**Doel opdracht:**
Noem iedere persoon die in de toespraak over de publieke omroep hieronder met zijn achternaam wordt genoemd.

**Tekstfragment:**
══════

Voorzitter, ik realiseer me dat ik vandaag niet spreek tijdens een Poolse Landdag, maar het voorbeeld van de Poolse publieke omroep moeten we eveneens niet willen volgen, vandaar dat ik toch graag de problemen daar kort op een rij zet, alvorens naar de situatie in Nederland te kijken.
De nieuwe wet geeft de Poolse overheid vergaande bevoegdheden die de onafhankelijkheid van de Poolse publieke omroep dreigen aan te tasten. Voortaan kan de Poolse regering het bestuur en de raad van toezicht benoemen. Nu gebeurt dit nog door een meer onafhankelijk orgaan, de nationale omroepraad. In de nieuwe situatie zou de publieke omroep vooral een staatsorganisatie worden. Internationale organisaties van journalisten, de Europese Unie en de Organisatie voor Veiligheid en Samenwerking in Europa (OVSE) staan zeer kritisch tegenover deze ontwikkelingen. Net als Frans Timmermans.
Voorzitter, laten we met het Poolse voorbeeld in gedachten eens naar de situatie in eigen land kijken. EO-directeur Arjan Lock typeerde vandaag in de Volkskrant de huidige lijnen tussen Den Haag en Hilversum als "zorgelijk kort". De raad van toezicht wordt in Nederland rechtstreeks door de staatssecretaris benoemd. De nieuwe voorzitter van de raad van toezicht, Bruno Bruins, is tevens voorzitter van de raad van bestuur van het UWV die ressorteert onder de minister van Sociale Zaken. Bruno Bruins is een oud-staatssecretaris is die ook nog meeschrijft aan het verkiezingsprogramma van de VVD. Dit roept dat op z’n minst de schijn van partijpolitieke benoemingen op.
De raad van toezicht van de publieke omroep benoemt de raad van bestuur van de NPO - niet de regering zoals in Polen - maar die benoeming vergt wel instemming van de minister, en zowel de concessies de omroepen als de individuele erkenningen van omroepverenigingen zijn beslissingen van de staatssecretaris. Bij Powned spreken ze nog steeds over Ome Roon, als dank voor minister Plasterk die dit provocatieve initiatief een langdurig verblijf verschafte tot de Publieke Omroep.
En de staatssecretaris, voorzitter, wil zich direct inlaten met de inhoud van de programmering van de publieke omroep. Hij heeft al aangegeven welke programma’s hij niet meer ziet zitten en hij heeft ook aangegeven dat hij de prestatieovereenkomsten zal gaan gebruiken om zijn ideeën kracht bij te zetten.

══════

**Aangeleverde rijen:**

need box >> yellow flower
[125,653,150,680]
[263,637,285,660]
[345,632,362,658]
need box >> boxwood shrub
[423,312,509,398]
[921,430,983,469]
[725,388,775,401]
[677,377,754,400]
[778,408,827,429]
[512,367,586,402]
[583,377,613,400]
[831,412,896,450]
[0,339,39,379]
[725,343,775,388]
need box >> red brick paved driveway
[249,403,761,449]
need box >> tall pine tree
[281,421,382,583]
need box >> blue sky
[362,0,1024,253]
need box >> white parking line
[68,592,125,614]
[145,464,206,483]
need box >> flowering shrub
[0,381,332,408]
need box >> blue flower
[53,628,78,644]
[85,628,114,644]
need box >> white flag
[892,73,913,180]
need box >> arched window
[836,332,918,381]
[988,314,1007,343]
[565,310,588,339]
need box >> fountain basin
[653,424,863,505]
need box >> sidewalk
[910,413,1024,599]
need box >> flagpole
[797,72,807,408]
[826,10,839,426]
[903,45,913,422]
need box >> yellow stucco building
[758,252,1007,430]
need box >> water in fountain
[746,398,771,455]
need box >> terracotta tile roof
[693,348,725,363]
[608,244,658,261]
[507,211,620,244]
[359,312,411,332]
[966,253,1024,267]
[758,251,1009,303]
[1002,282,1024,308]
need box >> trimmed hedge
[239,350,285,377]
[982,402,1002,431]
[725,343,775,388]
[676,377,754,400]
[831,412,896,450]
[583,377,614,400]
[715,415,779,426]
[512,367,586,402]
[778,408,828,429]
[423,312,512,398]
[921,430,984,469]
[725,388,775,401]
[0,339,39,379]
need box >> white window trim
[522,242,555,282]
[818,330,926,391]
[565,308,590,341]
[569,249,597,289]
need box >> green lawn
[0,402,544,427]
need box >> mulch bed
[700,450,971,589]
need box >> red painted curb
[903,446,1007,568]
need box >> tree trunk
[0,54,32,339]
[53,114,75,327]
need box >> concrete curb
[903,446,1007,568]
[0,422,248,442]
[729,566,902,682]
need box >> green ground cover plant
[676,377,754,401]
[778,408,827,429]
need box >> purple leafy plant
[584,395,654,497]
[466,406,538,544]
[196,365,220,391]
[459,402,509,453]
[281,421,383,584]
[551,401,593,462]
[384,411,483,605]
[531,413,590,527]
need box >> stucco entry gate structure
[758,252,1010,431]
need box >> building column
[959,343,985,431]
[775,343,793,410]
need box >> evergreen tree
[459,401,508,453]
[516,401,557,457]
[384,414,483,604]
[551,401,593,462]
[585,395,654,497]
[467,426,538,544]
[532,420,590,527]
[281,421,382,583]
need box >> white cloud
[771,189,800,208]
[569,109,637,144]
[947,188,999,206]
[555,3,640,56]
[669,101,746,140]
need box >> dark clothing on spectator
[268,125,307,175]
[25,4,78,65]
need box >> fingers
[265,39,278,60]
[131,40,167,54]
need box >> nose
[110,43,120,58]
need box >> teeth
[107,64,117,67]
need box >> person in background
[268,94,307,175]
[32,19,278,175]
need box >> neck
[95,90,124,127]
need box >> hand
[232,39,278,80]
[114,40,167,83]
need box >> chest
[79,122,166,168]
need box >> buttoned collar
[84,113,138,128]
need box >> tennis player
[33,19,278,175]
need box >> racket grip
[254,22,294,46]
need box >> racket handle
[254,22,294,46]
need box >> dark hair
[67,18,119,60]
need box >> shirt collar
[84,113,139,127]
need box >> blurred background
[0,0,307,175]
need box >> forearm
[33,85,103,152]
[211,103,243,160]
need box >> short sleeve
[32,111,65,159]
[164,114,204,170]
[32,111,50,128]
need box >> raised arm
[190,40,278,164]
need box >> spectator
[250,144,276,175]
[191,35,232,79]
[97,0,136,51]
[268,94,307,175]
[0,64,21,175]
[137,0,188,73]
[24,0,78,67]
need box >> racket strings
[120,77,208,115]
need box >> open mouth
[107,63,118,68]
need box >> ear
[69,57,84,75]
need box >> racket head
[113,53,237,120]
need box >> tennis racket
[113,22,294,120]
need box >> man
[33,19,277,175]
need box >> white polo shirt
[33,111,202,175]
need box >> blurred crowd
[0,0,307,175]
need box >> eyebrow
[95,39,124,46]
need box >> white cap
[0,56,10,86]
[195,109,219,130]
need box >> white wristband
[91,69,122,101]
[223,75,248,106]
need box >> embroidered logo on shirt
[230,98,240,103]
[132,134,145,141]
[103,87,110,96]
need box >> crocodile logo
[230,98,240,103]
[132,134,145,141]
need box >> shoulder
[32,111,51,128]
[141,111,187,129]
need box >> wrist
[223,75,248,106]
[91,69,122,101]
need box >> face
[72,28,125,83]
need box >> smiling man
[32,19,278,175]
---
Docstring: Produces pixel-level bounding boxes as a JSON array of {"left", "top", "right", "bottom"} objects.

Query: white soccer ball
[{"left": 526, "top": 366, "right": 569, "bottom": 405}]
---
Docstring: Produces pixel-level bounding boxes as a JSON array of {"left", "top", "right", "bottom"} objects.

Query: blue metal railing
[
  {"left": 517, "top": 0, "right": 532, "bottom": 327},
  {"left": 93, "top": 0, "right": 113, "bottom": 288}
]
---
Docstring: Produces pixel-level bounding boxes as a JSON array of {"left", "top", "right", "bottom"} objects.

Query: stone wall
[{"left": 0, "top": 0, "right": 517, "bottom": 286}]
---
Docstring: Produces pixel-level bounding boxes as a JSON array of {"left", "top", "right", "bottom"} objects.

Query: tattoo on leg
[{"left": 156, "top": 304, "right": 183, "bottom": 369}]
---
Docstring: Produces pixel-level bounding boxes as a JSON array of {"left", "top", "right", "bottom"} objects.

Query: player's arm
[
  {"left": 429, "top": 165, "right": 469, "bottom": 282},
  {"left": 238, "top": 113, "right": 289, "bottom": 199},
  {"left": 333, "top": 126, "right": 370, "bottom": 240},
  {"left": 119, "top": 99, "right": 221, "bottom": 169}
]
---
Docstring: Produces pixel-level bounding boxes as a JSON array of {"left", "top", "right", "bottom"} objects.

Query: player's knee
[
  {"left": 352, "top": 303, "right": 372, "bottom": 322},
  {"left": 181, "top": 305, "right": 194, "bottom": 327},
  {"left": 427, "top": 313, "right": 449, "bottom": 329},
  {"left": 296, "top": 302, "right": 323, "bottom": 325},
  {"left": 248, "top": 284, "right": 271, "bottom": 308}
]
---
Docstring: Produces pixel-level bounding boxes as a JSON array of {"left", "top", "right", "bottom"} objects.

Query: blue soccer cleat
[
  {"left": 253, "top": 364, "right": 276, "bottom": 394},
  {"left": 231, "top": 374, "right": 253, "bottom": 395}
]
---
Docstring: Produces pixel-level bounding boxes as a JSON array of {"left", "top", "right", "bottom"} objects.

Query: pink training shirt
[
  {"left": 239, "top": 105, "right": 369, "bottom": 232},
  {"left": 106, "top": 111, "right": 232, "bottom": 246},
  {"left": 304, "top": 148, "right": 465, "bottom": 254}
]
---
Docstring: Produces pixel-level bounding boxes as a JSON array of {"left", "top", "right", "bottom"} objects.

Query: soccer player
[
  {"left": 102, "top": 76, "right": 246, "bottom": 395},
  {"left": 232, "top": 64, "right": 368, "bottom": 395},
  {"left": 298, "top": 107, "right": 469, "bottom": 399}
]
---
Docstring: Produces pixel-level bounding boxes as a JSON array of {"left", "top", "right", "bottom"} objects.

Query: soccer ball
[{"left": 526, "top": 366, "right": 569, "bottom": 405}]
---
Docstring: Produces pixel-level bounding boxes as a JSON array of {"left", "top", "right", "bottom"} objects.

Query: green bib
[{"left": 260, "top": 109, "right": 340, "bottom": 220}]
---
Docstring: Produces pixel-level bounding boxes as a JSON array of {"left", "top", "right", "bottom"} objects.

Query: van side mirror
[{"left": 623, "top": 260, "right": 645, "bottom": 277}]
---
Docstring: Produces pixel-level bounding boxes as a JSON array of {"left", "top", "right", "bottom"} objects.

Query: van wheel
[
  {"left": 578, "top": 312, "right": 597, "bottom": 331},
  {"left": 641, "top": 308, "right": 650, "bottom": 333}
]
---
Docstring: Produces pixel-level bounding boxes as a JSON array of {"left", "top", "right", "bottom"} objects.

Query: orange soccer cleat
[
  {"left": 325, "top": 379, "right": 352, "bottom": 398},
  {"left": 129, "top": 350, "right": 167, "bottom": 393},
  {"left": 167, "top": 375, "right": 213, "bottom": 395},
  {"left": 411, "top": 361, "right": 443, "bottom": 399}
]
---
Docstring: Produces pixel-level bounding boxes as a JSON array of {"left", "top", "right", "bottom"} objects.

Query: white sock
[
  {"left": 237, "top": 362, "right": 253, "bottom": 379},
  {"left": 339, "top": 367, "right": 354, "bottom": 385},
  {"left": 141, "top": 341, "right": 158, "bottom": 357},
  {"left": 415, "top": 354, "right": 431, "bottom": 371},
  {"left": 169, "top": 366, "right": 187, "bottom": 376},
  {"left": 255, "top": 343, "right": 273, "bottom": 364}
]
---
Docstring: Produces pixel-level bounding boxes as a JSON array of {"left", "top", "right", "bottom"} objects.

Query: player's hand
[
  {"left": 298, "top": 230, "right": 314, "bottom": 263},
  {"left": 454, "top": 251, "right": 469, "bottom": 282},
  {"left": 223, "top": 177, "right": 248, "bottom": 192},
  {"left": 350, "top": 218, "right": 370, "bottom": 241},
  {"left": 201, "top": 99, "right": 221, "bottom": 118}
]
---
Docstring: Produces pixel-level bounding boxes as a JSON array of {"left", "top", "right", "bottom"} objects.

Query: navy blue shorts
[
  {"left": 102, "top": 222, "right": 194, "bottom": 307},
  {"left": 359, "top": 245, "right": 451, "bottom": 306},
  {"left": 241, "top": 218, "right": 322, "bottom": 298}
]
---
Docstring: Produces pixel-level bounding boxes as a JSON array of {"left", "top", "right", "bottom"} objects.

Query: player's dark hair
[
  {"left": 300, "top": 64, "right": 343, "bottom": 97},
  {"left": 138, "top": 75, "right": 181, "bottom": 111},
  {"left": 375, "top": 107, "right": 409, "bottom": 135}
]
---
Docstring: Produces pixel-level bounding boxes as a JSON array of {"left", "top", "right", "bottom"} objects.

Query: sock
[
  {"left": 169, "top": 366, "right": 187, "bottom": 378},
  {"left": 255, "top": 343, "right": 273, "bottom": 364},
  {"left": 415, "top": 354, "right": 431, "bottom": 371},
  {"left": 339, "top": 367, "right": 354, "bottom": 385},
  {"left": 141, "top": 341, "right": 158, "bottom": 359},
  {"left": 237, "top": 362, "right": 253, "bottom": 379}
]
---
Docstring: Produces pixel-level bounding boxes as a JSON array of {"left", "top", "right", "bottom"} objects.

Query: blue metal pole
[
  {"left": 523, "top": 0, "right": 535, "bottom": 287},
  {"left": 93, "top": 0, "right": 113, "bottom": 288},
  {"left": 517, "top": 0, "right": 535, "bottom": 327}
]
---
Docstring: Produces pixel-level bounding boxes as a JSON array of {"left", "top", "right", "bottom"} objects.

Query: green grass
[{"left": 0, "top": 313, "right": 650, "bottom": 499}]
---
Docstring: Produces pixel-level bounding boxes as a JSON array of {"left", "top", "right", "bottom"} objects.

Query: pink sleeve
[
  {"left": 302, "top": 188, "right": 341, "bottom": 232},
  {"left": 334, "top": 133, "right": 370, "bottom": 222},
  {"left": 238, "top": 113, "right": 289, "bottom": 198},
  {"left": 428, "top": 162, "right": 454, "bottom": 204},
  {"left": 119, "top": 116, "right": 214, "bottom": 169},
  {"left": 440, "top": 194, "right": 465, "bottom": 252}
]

══════

**Antwoord:**
- Frans Timmermans
- Arjan Lock
- Bruno Bruins
- Plasterk